## Given request
Your task is to return the span of lines beginning at the one with "of the damaged" and ending at the last line of the data, exactly as it stands.

## Location identification items
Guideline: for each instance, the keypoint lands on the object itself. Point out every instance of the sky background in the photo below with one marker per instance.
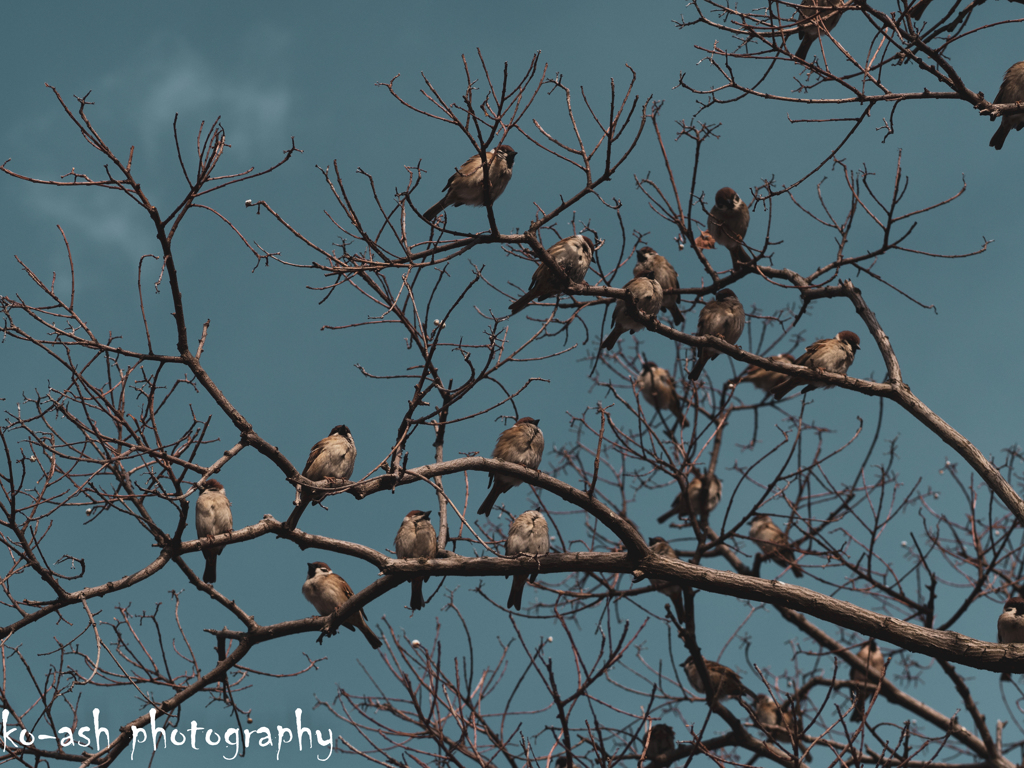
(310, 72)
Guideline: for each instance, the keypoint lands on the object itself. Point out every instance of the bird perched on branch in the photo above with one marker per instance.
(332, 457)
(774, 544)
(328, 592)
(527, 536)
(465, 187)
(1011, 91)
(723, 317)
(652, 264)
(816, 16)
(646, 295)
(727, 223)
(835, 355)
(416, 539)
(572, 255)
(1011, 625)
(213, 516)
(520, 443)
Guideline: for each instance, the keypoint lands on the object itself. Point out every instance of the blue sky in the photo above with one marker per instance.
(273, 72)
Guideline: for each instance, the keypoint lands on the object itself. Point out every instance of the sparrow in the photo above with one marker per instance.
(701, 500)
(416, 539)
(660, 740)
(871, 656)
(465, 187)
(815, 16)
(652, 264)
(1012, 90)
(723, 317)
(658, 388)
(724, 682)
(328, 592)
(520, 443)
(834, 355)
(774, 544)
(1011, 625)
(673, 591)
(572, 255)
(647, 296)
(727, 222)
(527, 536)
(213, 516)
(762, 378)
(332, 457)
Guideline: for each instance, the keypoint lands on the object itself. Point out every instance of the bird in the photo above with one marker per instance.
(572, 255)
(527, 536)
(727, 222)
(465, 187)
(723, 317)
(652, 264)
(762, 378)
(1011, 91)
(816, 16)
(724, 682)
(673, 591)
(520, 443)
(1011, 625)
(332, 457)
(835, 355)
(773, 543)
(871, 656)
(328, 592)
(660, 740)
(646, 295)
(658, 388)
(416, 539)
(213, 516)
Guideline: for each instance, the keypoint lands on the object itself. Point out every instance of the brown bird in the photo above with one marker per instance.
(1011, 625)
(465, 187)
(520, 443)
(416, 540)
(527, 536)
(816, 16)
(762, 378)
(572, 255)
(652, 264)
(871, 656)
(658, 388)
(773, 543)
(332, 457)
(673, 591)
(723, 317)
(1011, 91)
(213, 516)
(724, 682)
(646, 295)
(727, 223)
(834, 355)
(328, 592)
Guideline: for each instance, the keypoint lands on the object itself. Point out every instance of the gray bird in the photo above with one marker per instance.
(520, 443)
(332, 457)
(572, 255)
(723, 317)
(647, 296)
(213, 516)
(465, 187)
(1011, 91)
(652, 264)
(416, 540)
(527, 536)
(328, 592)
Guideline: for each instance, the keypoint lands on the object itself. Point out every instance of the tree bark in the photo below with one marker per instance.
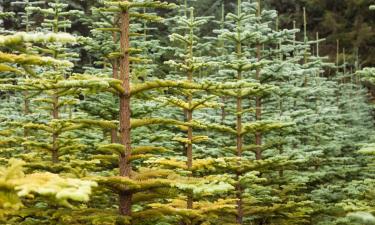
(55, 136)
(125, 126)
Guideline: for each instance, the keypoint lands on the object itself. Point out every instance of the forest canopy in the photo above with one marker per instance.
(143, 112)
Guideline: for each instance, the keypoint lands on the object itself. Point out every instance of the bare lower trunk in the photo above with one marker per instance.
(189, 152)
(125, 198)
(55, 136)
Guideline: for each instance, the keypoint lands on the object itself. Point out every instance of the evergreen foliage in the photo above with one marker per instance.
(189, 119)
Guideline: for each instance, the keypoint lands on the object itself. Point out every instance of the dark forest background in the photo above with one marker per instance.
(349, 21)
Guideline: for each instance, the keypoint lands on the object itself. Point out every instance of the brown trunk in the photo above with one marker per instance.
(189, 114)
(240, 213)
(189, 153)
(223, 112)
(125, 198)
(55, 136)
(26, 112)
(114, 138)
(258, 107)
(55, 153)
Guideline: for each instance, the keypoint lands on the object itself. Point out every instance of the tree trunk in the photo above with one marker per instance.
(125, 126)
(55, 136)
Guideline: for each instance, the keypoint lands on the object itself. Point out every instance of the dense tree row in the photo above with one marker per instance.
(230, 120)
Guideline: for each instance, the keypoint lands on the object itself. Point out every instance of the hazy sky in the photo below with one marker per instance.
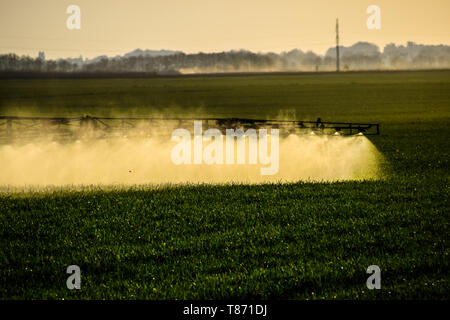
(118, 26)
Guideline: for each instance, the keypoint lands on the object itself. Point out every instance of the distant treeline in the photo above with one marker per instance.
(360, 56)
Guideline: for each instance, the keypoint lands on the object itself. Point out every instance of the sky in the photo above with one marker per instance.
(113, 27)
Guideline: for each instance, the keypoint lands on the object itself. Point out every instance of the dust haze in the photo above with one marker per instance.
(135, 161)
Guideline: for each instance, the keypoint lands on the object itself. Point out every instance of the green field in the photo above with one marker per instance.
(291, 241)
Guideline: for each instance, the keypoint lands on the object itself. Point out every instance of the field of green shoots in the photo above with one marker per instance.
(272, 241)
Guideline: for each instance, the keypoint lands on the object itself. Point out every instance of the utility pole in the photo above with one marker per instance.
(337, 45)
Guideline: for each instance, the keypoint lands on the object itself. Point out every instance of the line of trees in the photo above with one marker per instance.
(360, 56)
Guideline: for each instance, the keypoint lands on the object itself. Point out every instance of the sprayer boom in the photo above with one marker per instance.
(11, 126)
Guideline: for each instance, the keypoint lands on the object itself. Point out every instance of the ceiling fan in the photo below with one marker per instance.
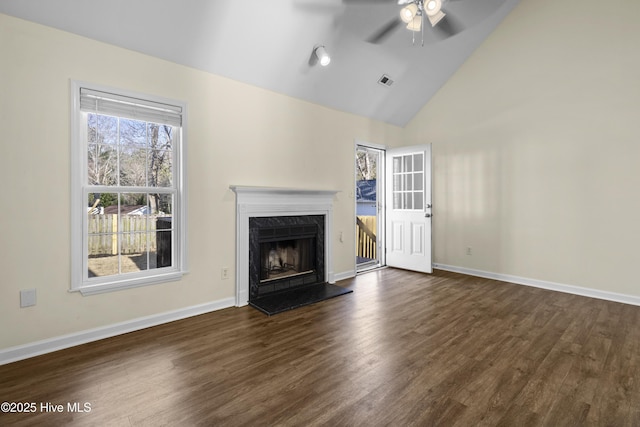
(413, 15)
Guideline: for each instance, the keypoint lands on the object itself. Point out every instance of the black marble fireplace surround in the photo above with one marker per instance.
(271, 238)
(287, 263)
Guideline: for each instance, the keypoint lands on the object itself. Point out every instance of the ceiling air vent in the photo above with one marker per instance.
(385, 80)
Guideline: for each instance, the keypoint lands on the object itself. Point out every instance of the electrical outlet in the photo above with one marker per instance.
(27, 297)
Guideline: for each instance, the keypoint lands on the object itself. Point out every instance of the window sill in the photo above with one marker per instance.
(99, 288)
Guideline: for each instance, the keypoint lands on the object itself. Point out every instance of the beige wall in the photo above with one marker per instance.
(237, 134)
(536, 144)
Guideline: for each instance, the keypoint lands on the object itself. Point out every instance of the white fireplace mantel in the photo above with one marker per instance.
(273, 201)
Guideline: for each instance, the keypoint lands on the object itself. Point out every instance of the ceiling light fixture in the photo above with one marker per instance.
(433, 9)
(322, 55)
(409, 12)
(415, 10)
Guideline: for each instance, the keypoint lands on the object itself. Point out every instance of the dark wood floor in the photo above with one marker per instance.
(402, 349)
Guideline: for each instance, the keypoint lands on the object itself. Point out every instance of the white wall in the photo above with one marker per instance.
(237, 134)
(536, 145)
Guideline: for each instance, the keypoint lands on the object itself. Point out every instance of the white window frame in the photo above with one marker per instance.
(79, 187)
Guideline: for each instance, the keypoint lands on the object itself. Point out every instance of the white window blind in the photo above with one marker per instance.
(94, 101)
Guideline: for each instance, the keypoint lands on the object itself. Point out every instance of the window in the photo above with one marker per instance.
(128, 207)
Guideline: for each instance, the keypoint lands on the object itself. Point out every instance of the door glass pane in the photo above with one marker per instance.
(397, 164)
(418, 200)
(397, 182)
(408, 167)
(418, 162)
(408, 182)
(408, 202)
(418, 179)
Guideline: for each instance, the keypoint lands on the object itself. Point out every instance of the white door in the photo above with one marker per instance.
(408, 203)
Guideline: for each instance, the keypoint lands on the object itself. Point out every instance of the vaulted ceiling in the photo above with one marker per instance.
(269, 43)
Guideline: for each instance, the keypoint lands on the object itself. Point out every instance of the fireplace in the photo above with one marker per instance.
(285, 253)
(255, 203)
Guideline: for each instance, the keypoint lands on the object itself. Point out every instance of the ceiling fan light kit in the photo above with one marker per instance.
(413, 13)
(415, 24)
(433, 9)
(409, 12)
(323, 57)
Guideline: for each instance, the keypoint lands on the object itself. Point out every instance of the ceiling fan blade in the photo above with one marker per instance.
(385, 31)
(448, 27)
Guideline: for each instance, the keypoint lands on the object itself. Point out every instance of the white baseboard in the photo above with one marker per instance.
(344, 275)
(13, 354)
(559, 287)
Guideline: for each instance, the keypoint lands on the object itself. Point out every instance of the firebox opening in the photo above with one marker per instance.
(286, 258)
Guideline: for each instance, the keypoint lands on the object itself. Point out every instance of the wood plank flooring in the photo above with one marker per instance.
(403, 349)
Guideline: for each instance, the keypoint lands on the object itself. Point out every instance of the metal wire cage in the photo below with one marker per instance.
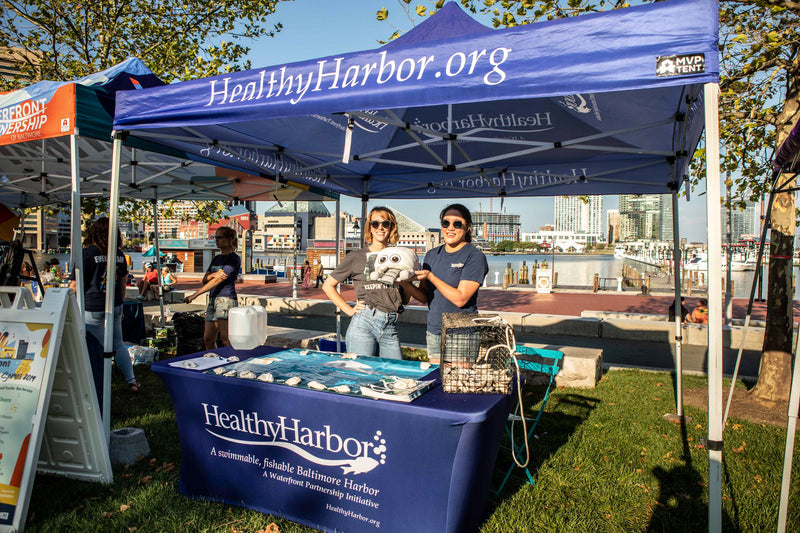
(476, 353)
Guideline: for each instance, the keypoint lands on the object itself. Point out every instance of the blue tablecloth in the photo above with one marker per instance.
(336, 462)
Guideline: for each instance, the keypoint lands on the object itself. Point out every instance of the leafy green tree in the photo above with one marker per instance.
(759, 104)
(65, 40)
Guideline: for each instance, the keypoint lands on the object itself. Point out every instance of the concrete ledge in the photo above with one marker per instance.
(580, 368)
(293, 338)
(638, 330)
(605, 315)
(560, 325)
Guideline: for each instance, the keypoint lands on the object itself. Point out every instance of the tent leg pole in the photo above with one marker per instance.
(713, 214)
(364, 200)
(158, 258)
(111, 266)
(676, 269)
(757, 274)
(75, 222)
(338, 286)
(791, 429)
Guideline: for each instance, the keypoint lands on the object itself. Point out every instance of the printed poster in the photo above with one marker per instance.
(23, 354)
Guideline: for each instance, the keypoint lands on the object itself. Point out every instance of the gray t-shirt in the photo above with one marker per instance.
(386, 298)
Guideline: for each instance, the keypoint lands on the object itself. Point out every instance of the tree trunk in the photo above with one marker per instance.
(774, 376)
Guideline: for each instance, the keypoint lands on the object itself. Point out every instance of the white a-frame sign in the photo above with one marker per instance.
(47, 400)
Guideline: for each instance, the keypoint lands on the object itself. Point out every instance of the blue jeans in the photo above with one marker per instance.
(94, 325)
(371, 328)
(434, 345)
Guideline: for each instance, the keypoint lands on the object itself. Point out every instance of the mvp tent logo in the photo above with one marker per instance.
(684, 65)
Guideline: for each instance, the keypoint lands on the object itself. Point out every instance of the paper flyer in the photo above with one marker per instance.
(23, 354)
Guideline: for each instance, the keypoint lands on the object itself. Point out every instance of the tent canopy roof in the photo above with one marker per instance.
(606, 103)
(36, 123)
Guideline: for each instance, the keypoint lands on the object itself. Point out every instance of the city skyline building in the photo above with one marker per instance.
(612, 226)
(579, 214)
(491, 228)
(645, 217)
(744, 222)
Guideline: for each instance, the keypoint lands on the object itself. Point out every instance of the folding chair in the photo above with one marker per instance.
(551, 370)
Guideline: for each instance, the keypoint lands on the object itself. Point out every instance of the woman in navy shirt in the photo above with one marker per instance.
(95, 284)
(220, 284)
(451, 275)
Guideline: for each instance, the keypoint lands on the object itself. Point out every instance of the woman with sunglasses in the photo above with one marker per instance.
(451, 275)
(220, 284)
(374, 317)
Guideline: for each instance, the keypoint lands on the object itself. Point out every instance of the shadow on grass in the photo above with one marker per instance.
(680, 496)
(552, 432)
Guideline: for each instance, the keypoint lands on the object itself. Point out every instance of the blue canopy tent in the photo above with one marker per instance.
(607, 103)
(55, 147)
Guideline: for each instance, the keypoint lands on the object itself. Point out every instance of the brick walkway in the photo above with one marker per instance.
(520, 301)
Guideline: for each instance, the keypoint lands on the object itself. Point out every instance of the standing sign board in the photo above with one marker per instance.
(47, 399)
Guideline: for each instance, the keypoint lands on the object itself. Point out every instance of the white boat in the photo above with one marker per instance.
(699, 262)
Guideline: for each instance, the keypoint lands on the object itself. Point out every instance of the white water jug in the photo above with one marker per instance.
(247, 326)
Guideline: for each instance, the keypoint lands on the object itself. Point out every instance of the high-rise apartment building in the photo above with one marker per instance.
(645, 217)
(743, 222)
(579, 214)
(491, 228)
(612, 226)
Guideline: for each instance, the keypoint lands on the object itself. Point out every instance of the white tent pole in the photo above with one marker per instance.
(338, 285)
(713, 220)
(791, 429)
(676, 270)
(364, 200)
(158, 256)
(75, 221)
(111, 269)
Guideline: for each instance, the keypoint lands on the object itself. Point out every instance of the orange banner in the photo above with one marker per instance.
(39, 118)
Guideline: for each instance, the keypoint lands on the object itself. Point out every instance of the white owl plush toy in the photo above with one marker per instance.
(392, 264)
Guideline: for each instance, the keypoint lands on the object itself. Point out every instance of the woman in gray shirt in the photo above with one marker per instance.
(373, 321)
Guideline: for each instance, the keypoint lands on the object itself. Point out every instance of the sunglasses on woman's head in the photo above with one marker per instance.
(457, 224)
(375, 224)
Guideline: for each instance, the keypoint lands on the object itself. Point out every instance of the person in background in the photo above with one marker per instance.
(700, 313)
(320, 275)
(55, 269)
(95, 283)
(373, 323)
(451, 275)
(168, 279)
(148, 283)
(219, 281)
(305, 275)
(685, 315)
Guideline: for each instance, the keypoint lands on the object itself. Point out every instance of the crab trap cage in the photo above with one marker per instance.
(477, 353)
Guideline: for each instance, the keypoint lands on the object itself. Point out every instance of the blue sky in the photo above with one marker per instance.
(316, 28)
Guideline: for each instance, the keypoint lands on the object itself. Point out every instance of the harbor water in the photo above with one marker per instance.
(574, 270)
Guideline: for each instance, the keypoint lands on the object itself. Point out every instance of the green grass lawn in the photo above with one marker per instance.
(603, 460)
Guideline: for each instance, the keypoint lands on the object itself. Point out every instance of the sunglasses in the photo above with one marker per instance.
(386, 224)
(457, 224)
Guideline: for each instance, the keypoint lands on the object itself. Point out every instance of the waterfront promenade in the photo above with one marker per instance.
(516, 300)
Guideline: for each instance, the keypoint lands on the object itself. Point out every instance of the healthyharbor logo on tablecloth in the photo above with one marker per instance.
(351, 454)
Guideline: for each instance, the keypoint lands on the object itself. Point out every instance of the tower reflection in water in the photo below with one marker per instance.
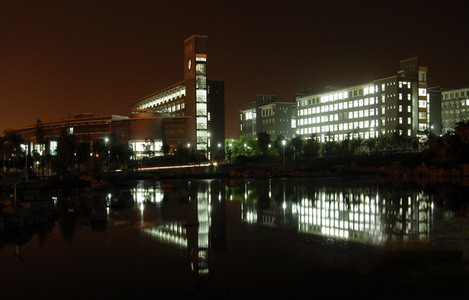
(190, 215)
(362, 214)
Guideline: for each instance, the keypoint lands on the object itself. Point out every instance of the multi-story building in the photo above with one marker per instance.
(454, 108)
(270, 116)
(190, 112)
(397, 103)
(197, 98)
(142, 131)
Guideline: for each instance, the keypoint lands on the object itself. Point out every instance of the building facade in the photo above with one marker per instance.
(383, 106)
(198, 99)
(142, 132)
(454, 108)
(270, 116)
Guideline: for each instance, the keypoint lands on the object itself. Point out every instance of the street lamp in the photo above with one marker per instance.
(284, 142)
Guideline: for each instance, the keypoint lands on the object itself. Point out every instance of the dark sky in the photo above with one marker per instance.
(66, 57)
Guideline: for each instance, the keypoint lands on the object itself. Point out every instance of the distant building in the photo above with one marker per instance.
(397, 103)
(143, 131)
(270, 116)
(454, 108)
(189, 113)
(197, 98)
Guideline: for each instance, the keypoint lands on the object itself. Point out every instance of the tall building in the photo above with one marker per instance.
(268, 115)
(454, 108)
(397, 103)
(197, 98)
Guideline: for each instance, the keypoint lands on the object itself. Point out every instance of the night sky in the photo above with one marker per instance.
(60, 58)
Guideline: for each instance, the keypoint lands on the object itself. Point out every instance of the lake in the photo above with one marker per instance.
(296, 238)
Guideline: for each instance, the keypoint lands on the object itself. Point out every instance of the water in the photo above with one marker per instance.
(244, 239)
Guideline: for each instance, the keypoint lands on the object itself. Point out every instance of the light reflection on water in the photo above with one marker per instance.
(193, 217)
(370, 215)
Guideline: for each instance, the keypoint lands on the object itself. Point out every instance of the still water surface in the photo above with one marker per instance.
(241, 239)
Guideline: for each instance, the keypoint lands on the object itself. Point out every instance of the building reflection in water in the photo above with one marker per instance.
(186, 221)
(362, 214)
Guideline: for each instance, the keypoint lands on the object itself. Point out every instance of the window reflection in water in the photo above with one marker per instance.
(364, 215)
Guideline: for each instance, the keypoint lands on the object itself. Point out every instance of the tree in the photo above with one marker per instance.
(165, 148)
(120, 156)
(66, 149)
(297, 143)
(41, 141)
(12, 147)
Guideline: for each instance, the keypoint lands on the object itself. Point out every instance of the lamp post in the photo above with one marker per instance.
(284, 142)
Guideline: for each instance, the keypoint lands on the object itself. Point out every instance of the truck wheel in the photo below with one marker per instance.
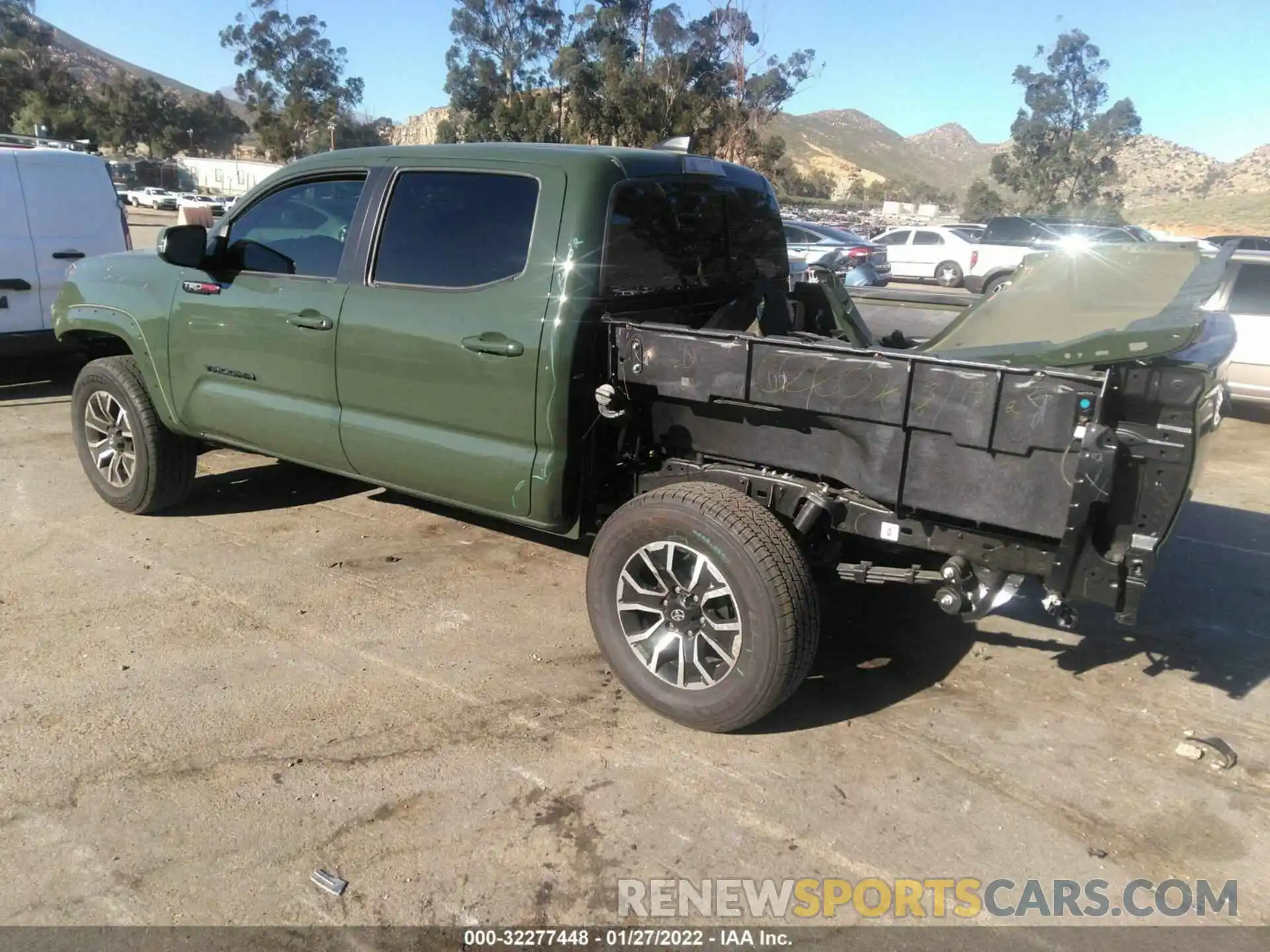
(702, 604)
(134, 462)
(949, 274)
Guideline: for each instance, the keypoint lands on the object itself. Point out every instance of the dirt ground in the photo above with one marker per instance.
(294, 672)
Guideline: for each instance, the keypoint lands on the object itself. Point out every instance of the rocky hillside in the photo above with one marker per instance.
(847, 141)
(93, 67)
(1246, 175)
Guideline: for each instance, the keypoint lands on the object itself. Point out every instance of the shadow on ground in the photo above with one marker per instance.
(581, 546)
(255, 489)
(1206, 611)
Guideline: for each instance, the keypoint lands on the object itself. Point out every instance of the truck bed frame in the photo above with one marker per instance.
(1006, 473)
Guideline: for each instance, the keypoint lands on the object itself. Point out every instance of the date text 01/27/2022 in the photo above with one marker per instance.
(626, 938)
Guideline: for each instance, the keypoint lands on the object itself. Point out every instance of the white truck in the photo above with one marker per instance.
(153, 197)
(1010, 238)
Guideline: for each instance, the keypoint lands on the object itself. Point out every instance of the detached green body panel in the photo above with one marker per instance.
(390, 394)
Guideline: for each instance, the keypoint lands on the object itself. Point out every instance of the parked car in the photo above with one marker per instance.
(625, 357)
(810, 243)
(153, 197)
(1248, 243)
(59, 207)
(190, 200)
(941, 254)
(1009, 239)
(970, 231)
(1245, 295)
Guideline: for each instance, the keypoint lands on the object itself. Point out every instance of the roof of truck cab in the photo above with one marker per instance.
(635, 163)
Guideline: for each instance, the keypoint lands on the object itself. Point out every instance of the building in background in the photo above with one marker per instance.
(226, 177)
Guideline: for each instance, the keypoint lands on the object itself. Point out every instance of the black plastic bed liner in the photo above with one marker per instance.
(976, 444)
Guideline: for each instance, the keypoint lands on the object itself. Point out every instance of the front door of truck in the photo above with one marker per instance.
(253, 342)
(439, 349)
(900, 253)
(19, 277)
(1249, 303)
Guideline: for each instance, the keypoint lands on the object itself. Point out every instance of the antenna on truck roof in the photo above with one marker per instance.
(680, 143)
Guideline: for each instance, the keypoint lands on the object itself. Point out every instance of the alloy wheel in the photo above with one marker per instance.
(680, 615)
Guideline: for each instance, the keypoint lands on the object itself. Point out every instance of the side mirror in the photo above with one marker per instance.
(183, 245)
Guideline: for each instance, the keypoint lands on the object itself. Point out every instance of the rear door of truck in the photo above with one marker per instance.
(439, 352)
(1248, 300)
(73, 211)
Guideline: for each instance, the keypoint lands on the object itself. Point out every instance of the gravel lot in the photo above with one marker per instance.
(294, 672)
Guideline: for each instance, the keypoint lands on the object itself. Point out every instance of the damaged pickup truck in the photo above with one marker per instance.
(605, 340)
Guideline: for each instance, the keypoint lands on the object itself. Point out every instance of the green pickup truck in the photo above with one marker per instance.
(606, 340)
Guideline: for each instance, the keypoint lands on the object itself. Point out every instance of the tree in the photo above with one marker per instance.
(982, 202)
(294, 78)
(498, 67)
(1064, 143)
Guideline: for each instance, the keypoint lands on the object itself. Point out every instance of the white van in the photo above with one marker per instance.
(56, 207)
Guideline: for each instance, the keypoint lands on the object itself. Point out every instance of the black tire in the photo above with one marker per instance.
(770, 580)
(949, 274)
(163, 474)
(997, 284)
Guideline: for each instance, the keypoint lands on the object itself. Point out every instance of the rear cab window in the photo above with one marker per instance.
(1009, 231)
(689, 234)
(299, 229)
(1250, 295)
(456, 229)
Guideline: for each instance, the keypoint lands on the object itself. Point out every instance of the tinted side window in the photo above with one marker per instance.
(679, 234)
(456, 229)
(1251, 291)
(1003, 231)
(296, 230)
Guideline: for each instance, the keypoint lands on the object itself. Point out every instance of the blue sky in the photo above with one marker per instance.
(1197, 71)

## Answer for the task
Guideline: for each instance, the keypoint lands on the object itself. Point out every instance of the damaged pickup truck in the photo above with one marker per instance.
(605, 340)
Guideline: for each instance, the keypoint lands on the object itself. Point out every instance of the green pickup truck in the photo above with one marker per instance.
(606, 340)
Guideline: for each instance, the keypoint lands on the object itself. Point out every instance of the tree in the photo above with one marker per instance.
(982, 202)
(294, 78)
(498, 67)
(1064, 143)
Guideline: for each instance, the keypoint lands on the object itself. Point out every instance of the white van in the photo above with one marker per instance.
(56, 207)
Guideline: for each instance, the keypoint lands on the object itself. Point out every instance of the black tire in the photo above with one marker per instance.
(770, 580)
(949, 274)
(163, 474)
(997, 284)
Guideline: for each instance, the keypoint lands on the object itself. Point out every instance of the rear cab window in the photo above with one marker per instance.
(1009, 231)
(689, 234)
(299, 229)
(1250, 295)
(456, 229)
Guideline: for each instance, the keypoint lands on the object itself. Point out every instance of the tinted side window in the photo above with one marker per instance.
(679, 234)
(456, 229)
(1251, 291)
(1003, 231)
(296, 230)
Guideline: for each instance, the keypoint lands on the object itself. Point out every instance of the blue sky in the photo above with one marker per instance.
(1197, 71)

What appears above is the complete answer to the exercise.